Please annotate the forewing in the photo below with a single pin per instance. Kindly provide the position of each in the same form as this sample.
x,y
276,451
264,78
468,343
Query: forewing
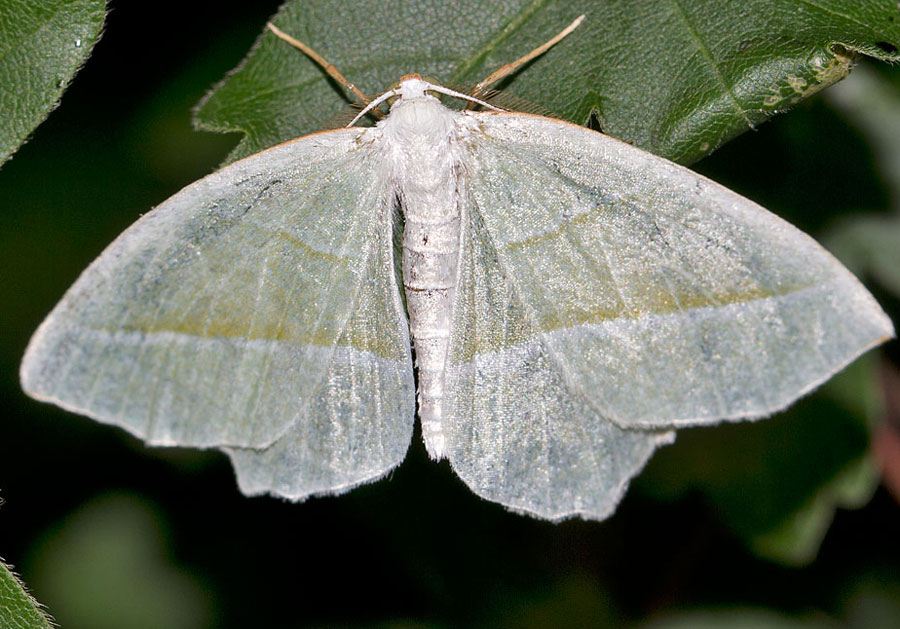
x,y
514,431
658,297
360,420
220,317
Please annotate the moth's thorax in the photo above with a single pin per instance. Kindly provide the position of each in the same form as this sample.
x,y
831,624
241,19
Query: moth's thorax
x,y
422,144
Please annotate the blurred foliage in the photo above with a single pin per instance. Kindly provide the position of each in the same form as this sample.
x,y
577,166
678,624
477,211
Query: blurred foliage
x,y
678,79
869,244
17,609
42,45
765,481
106,566
419,548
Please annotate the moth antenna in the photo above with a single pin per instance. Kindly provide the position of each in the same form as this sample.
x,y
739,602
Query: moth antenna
x,y
329,67
511,67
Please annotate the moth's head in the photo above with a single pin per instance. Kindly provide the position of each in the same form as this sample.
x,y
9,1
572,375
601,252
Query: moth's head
x,y
413,86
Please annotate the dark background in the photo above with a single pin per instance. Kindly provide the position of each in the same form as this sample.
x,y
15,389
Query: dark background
x,y
108,533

Task ->
Return all the items above verbatim, leaving out the pictures.

Solution for this exercise ->
Please annotate the forewing in the photo below with a single pin per instance. Kindly provide the position of each in the same form as this sample.
x,y
276,451
264,78
468,343
Query: forewing
x,y
514,431
658,297
360,420
220,317
Please annotate the moth's thorax in the photo above with a single pin per instance. Kindly provide the position of each in the same form as this sample.
x,y
831,624
241,19
Query: moth's thorax
x,y
422,144
Please annotate the blurred foliage in the photo above with a single pin per instance. Kindly provide the position of each in the same form as this sample.
x,y
577,166
678,624
477,211
Query: blurred foliage
x,y
678,79
869,244
17,609
42,45
765,481
106,566
419,548
Please annotate the moth antenna in the photo above with a single pin per instance. Kindly provide the position of each in the same form as this sample.
x,y
739,602
Query: moth antenna
x,y
329,67
511,67
Please annotate the moth's head in the photo above with a single pin per instance. Kindly provide the position of each in the same form as this sample.
x,y
9,1
572,375
601,252
Query: moth's head
x,y
413,86
Please annotate the dark background in the photo above with a single pin per instance. Kindly provide the position of each in the same form as this sample.
x,y
15,389
Query: dark background
x,y
108,533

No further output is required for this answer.